• WORK TO BE COMPLETED: Please lay out the rows below as a numbered list, leaving out any blank lines.

• RAW DATA:

##############################

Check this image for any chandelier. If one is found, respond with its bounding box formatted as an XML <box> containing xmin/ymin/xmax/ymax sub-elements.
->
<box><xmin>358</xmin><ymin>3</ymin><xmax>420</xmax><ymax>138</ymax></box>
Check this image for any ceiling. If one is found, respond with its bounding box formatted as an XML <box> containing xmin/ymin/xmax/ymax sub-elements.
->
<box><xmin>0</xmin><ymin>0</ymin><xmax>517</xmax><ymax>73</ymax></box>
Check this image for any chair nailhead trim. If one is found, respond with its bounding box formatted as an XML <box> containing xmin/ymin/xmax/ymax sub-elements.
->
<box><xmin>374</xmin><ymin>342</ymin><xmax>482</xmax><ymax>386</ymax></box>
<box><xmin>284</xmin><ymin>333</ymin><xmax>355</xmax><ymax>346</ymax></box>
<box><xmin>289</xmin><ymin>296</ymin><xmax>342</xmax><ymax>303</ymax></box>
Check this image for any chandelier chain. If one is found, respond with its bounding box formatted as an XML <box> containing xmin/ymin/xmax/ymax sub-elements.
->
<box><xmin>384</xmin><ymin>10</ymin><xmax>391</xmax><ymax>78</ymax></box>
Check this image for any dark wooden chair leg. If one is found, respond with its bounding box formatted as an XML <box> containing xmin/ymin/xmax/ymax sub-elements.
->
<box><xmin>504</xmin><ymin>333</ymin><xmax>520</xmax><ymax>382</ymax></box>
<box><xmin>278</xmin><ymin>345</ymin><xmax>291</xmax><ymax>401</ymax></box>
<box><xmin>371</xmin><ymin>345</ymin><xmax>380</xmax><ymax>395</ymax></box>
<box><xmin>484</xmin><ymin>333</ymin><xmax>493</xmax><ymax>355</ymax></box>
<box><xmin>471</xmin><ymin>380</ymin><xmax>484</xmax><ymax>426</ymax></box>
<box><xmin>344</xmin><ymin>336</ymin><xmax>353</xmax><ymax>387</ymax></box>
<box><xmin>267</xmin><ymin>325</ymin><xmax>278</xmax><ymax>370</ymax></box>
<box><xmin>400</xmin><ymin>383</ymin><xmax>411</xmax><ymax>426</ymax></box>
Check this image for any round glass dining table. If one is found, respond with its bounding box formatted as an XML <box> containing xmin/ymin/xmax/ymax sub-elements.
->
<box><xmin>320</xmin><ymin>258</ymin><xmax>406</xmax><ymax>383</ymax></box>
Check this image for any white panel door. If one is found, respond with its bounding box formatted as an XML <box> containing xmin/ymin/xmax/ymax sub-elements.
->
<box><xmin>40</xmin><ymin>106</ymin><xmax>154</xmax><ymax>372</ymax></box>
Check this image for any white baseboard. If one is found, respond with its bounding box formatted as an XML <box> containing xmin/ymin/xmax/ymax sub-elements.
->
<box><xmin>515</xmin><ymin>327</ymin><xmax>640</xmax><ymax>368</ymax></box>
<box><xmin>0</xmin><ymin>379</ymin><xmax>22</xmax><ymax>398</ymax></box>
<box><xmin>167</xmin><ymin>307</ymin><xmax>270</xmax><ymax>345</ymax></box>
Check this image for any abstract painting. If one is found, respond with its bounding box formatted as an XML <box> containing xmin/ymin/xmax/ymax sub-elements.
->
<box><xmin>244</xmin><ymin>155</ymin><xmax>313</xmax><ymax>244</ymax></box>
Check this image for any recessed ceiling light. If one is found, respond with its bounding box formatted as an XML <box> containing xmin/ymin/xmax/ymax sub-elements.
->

##############################

• RESULT OF THIS EXERCISE:
1. Check this image for any chandelier. If one is found, respond with its bounding box formatted as an XML <box> containing xmin/ymin/xmax/ymax sub-elements.
2. ->
3. <box><xmin>358</xmin><ymin>3</ymin><xmax>420</xmax><ymax>138</ymax></box>
4. Check this image for any ceiling. If one is found, respond with its bounding box formatted as an XML <box> containing xmin/ymin/xmax/ymax sub-elements.
5. ->
6. <box><xmin>0</xmin><ymin>0</ymin><xmax>517</xmax><ymax>73</ymax></box>
7. Check this image for any chair nailhead trim. If one is found, respond with its bounding box formatted as an XML <box> containing xmin/ymin/xmax/ymax sub-elements.
8. ->
9. <box><xmin>374</xmin><ymin>342</ymin><xmax>482</xmax><ymax>386</ymax></box>
10. <box><xmin>284</xmin><ymin>333</ymin><xmax>355</xmax><ymax>346</ymax></box>
11. <box><xmin>289</xmin><ymin>296</ymin><xmax>342</xmax><ymax>303</ymax></box>
12. Check this image for any chandelier chain. If one is found, respond with its bounding box formatted as an XML <box> containing xmin/ymin/xmax/ymax sub-elements.
13. ->
14. <box><xmin>384</xmin><ymin>10</ymin><xmax>391</xmax><ymax>78</ymax></box>
15. Check this image for any dark wooden chair leg. If one is found, respond with its bounding box formatted as an XML <box> containing xmin/ymin/xmax/ymax sub-elements.
16. ->
17. <box><xmin>504</xmin><ymin>333</ymin><xmax>520</xmax><ymax>382</ymax></box>
18. <box><xmin>278</xmin><ymin>345</ymin><xmax>291</xmax><ymax>401</ymax></box>
19. <box><xmin>371</xmin><ymin>345</ymin><xmax>380</xmax><ymax>395</ymax></box>
20. <box><xmin>484</xmin><ymin>333</ymin><xmax>493</xmax><ymax>355</ymax></box>
21. <box><xmin>471</xmin><ymin>380</ymin><xmax>484</xmax><ymax>426</ymax></box>
22. <box><xmin>344</xmin><ymin>336</ymin><xmax>353</xmax><ymax>387</ymax></box>
23. <box><xmin>267</xmin><ymin>325</ymin><xmax>278</xmax><ymax>370</ymax></box>
24. <box><xmin>400</xmin><ymin>383</ymin><xmax>411</xmax><ymax>426</ymax></box>
25. Check this image for any round glass dining table. If one is found, respond with its bounding box formatted as an XML <box> containing xmin/ymin/xmax/ymax sub-elements.
26. ->
27. <box><xmin>320</xmin><ymin>258</ymin><xmax>406</xmax><ymax>383</ymax></box>
28. Check this image for any white panel door. If one is found, respond with its bounding box formatted as an XML <box> containing xmin/ymin/xmax/ymax sub-elements.
29. ->
30. <box><xmin>40</xmin><ymin>106</ymin><xmax>154</xmax><ymax>372</ymax></box>
31. Check this image for any white baseboard. If one is found, respond with its bounding box formatted as an XML <box> containing xmin/ymin/xmax/ymax sub-elements.
32. ->
33. <box><xmin>515</xmin><ymin>327</ymin><xmax>640</xmax><ymax>368</ymax></box>
34. <box><xmin>0</xmin><ymin>379</ymin><xmax>22</xmax><ymax>398</ymax></box>
35. <box><xmin>167</xmin><ymin>307</ymin><xmax>270</xmax><ymax>345</ymax></box>
36. Check this image for any abstract painting. If one is found, respond with its bounding box formatted as an XML <box> containing xmin/ymin/xmax/ymax sub-elements.
37. ->
38. <box><xmin>244</xmin><ymin>155</ymin><xmax>313</xmax><ymax>244</ymax></box>
39. Check this image for any recessed ceiling light. If one is found, respond with its bounding box formatted as an XML <box> containing xmin/ymin/xmax/ymax sub-elements.
40. ->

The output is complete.